Point placement listing =
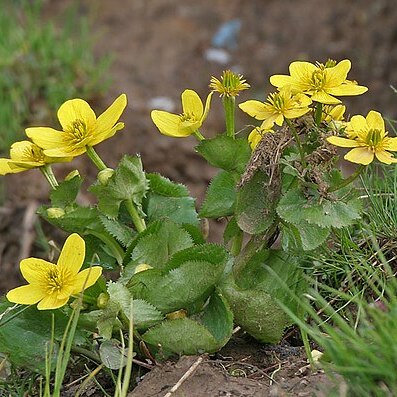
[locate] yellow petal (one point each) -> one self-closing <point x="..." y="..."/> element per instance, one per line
<point x="342" y="142"/>
<point x="385" y="157"/>
<point x="336" y="75"/>
<point x="255" y="109"/>
<point x="168" y="123"/>
<point x="73" y="110"/>
<point x="106" y="134"/>
<point x="6" y="169"/>
<point x="347" y="89"/>
<point x="191" y="104"/>
<point x="26" y="295"/>
<point x="107" y="120"/>
<point x="302" y="71"/>
<point x="358" y="123"/>
<point x="207" y="106"/>
<point x="323" y="97"/>
<point x="35" y="270"/>
<point x="360" y="155"/>
<point x="375" y="121"/>
<point x="45" y="137"/>
<point x="72" y="254"/>
<point x="280" y="80"/>
<point x="390" y="144"/>
<point x="52" y="302"/>
<point x="86" y="278"/>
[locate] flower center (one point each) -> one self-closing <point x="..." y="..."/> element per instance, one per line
<point x="318" y="79"/>
<point x="55" y="280"/>
<point x="374" y="138"/>
<point x="276" y="101"/>
<point x="78" y="130"/>
<point x="188" y="117"/>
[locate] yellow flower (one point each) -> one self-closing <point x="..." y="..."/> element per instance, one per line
<point x="229" y="85"/>
<point x="25" y="155"/>
<point x="52" y="285"/>
<point x="80" y="128"/>
<point x="187" y="123"/>
<point x="256" y="135"/>
<point x="368" y="140"/>
<point x="319" y="81"/>
<point x="279" y="105"/>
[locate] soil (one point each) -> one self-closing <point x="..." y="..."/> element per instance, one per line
<point x="161" y="48"/>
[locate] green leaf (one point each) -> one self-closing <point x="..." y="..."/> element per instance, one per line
<point x="295" y="208"/>
<point x="303" y="236"/>
<point x="118" y="230"/>
<point x="25" y="338"/>
<point x="178" y="209"/>
<point x="255" y="311"/>
<point x="66" y="193"/>
<point x="159" y="243"/>
<point x="220" y="197"/>
<point x="127" y="183"/>
<point x="226" y="153"/>
<point x="165" y="187"/>
<point x="255" y="207"/>
<point x="209" y="333"/>
<point x="182" y="336"/>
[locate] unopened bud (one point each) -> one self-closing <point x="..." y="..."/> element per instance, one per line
<point x="55" y="212"/>
<point x="105" y="175"/>
<point x="142" y="267"/>
<point x="102" y="300"/>
<point x="72" y="174"/>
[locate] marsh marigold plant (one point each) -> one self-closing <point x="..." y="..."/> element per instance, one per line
<point x="51" y="285"/>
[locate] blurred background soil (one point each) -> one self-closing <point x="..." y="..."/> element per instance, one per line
<point x="161" y="47"/>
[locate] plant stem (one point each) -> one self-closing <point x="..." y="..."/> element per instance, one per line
<point x="348" y="180"/>
<point x="93" y="155"/>
<point x="46" y="170"/>
<point x="138" y="221"/>
<point x="298" y="142"/>
<point x="199" y="136"/>
<point x="229" y="103"/>
<point x="318" y="113"/>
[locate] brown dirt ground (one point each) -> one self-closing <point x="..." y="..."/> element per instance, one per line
<point x="159" y="49"/>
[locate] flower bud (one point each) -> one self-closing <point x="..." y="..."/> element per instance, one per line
<point x="142" y="267"/>
<point x="54" y="213"/>
<point x="102" y="300"/>
<point x="105" y="175"/>
<point x="72" y="174"/>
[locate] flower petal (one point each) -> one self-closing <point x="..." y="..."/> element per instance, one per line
<point x="73" y="110"/>
<point x="347" y="89"/>
<point x="191" y="104"/>
<point x="375" y="121"/>
<point x="255" y="109"/>
<point x="52" y="302"/>
<point x="45" y="137"/>
<point x="167" y="123"/>
<point x="385" y="157"/>
<point x="342" y="142"/>
<point x="280" y="80"/>
<point x="323" y="97"/>
<point x="337" y="74"/>
<point x="302" y="71"/>
<point x="72" y="254"/>
<point x="107" y="120"/>
<point x="35" y="270"/>
<point x="390" y="144"/>
<point x="360" y="155"/>
<point x="86" y="278"/>
<point x="26" y="295"/>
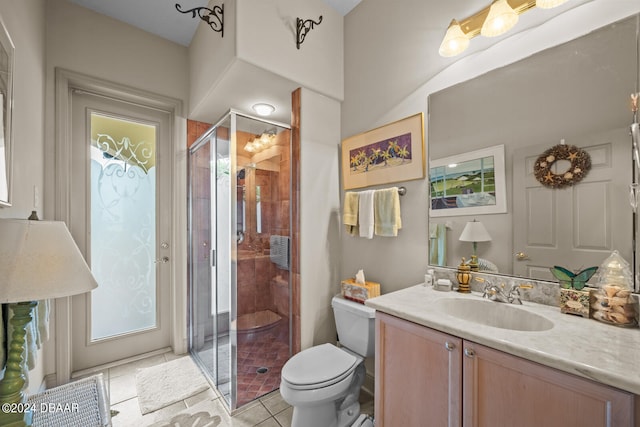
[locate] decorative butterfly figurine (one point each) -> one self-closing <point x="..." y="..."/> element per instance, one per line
<point x="569" y="279"/>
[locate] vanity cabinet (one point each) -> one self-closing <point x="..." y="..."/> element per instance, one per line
<point x="426" y="377"/>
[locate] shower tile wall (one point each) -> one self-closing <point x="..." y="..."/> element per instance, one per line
<point x="262" y="285"/>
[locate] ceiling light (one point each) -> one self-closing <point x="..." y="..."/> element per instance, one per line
<point x="455" y="40"/>
<point x="549" y="4"/>
<point x="501" y="19"/>
<point x="263" y="109"/>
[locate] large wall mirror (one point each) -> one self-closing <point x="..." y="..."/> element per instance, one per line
<point x="6" y="101"/>
<point x="578" y="93"/>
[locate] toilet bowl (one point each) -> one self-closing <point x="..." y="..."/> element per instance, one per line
<point x="322" y="383"/>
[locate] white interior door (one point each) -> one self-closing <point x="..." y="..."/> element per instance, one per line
<point x="120" y="217"/>
<point x="574" y="227"/>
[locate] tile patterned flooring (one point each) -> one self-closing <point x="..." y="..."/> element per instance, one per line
<point x="267" y="411"/>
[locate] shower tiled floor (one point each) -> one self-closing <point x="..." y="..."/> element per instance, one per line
<point x="266" y="411"/>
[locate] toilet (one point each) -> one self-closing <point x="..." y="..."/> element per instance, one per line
<point x="322" y="383"/>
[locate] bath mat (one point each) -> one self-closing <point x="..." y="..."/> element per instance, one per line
<point x="162" y="385"/>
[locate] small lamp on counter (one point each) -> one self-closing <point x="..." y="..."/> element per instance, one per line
<point x="38" y="260"/>
<point x="474" y="232"/>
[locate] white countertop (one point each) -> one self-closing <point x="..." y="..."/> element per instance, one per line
<point x="584" y="347"/>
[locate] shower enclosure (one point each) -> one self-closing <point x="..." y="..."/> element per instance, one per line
<point x="239" y="240"/>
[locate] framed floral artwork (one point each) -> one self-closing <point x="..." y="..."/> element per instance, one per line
<point x="391" y="153"/>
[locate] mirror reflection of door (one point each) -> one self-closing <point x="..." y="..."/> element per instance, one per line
<point x="575" y="227"/>
<point x="120" y="217"/>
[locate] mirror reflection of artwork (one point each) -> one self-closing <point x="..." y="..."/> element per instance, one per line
<point x="4" y="187"/>
<point x="469" y="183"/>
<point x="465" y="184"/>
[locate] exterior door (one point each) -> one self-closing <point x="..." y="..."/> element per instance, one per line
<point x="574" y="227"/>
<point x="120" y="217"/>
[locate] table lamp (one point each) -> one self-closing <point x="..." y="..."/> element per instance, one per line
<point x="38" y="260"/>
<point x="474" y="232"/>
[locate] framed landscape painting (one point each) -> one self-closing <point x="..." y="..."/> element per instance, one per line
<point x="391" y="153"/>
<point x="468" y="184"/>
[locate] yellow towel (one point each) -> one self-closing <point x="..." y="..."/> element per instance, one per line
<point x="350" y="212"/>
<point x="386" y="209"/>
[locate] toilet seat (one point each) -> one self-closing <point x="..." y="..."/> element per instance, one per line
<point x="318" y="367"/>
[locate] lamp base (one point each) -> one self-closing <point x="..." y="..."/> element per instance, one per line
<point x="12" y="399"/>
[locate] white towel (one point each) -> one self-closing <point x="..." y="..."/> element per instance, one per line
<point x="365" y="214"/>
<point x="387" y="212"/>
<point x="279" y="251"/>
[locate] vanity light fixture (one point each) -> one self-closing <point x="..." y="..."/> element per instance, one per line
<point x="549" y="4"/>
<point x="263" y="109"/>
<point x="492" y="21"/>
<point x="501" y="19"/>
<point x="455" y="41"/>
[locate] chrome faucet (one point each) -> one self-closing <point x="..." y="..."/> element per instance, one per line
<point x="497" y="293"/>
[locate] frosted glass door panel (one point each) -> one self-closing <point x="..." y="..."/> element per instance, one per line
<point x="123" y="226"/>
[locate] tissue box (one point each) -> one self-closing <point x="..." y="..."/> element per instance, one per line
<point x="359" y="292"/>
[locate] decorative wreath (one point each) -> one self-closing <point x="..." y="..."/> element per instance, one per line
<point x="580" y="165"/>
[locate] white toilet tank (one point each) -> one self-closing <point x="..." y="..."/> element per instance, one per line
<point x="356" y="325"/>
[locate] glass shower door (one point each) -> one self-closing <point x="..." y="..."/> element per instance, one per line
<point x="210" y="261"/>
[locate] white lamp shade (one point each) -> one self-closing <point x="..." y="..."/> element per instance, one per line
<point x="475" y="231"/>
<point x="501" y="19"/>
<point x="455" y="41"/>
<point x="549" y="4"/>
<point x="39" y="260"/>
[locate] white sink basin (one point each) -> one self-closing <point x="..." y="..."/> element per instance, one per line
<point x="495" y="314"/>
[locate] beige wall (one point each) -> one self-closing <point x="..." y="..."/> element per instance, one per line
<point x="25" y="22"/>
<point x="86" y="42"/>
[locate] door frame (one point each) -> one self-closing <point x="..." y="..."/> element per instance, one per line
<point x="67" y="81"/>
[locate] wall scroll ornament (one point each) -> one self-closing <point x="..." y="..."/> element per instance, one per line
<point x="303" y="27"/>
<point x="213" y="17"/>
<point x="580" y="166"/>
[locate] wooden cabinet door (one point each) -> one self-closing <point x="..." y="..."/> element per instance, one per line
<point x="504" y="390"/>
<point x="418" y="375"/>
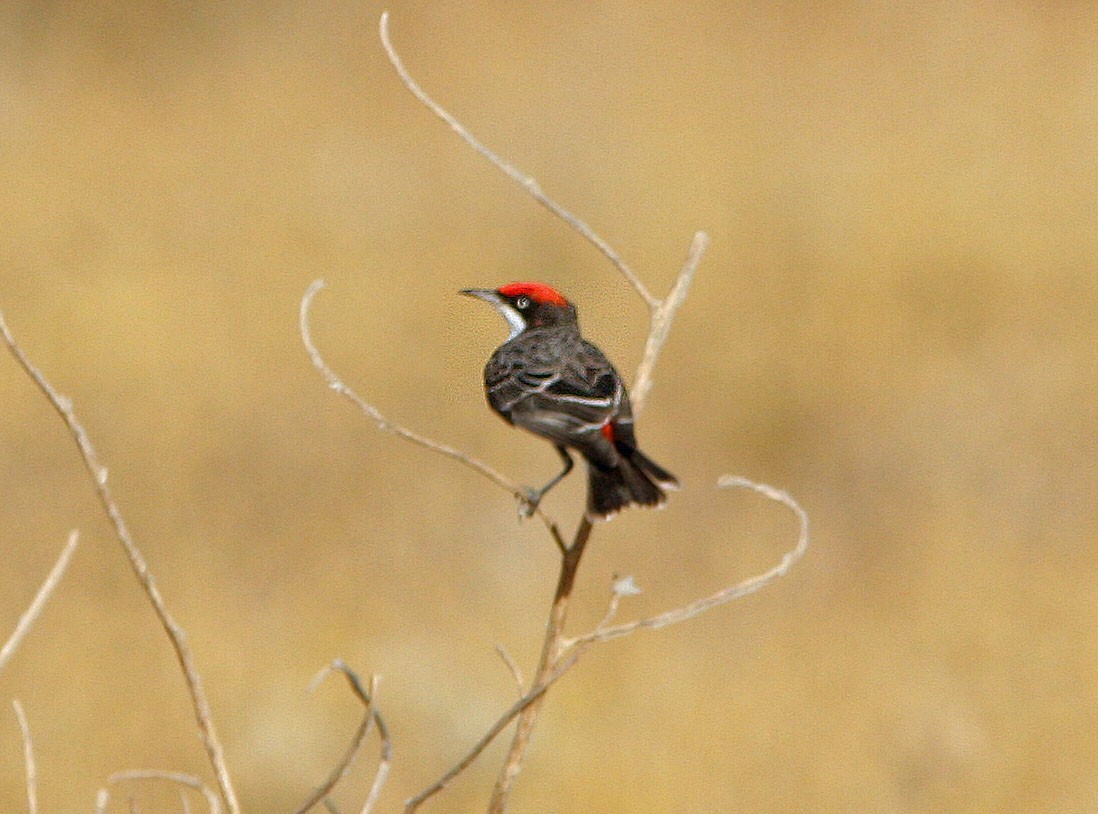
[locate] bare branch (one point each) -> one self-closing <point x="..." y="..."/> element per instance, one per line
<point x="513" y="173"/>
<point x="370" y="717"/>
<point x="34" y="610"/>
<point x="176" y="634"/>
<point x="662" y="316"/>
<point x="696" y="608"/>
<point x="188" y="781"/>
<point x="388" y="426"/>
<point x="514" y="711"/>
<point x="32" y="775"/>
<point x="512" y="666"/>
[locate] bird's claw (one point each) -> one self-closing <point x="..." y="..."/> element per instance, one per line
<point x="528" y="503"/>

Work to be completed = Please rewrite the listing, starting with the line containing "[locate] bare branch" and running through the end of the listing, with "bare branch" replaced by "leafless branch" and everything else left unchanged.

Complete response =
[locate] leafless branch (one point each) -> one self-closing <point x="..." y="..."/> element per instance, one per line
<point x="513" y="173"/>
<point x="370" y="717"/>
<point x="34" y="610"/>
<point x="176" y="634"/>
<point x="662" y="316"/>
<point x="696" y="608"/>
<point x="188" y="781"/>
<point x="388" y="426"/>
<point x="514" y="711"/>
<point x="32" y="775"/>
<point x="512" y="666"/>
[locate] bird's claw (one point each) -> one self-closing <point x="..." y="..."/> element per instance, one per line
<point x="528" y="503"/>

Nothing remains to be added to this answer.